───── Given passage ─────

On Mon, Oct 9, 2017 at 5:03 PM Robert Munteanu <[email protected]> wrote:

> Hi Andrei,
>
> On Mon, 2017-10-09 at 14:58 +0000, Andrei Dulvac wrote:
> > Hi,
> >
> > Sorry I'm asking this so late, I wasn't available when this
> > discussion was
> > at its peak.
>
> Welcome to the discussion :-)
>
Thanks!

>
> >
> > With the git extreme repo split, how will commits that touch two
> > repos be
> > handled? Or pull-requests? Would I have to open two PRs for a
> > functionally-atomic change?
>
> Well, a functionally atomic change should not IMO touch multiple
> modules.
>
What about coding in a feature that requires new API in a new module?
Technically, yes, a "functionally-atomic" change can be broken down into
two commits that justify themselves as self-standing, but it smells a bit
like over-engineering. Would you create two PRs for such a change? Or add
the API first, merge the PR, release the API module and then open a PR for
the impl? Anyways, I really think what you mean makes sense, but sometimes
it's not the reality, especially in modules that are not in maintenance
mode.

>
> If you need to touch multiple modules then you perform multiple commits
> or open multiple pull requests.
>
But the PRs would share the jira issue description, would not be reviewable
or testable separately and would have to be merged at the same time...

─────

* Directive 1:
Copy out the listing below exactly, line by line, leaving out the picture.

───── Raw records ─────

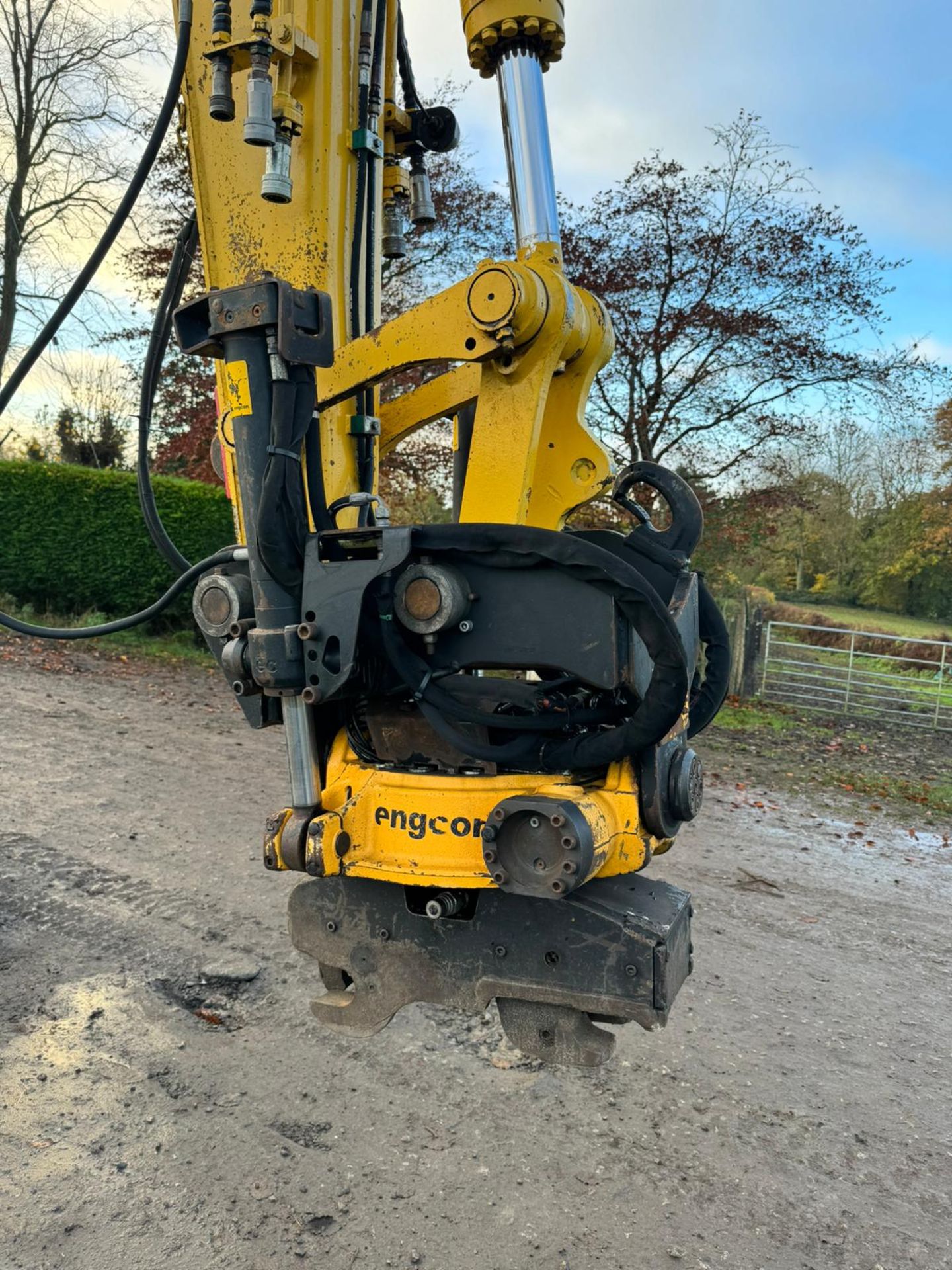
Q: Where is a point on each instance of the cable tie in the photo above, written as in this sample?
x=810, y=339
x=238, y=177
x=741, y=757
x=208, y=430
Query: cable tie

─────

* Directive 2:
In the email exchange about the git repository split, why does Andrei object to handling a change that touches several modules through multiple pull requests? Answer in one to three sentences.

* Exercise output 1:
Q: Where is a point on each instance of the cable tie in the photo above, written as in this sample?
x=810, y=339
x=238, y=177
x=741, y=757
x=208, y=430
Query: cable tie

* Exercise output 2:
He objects because those pull requests would share the jira issue description. They also could not be reviewed or tested separately and would have to be merged at the same time.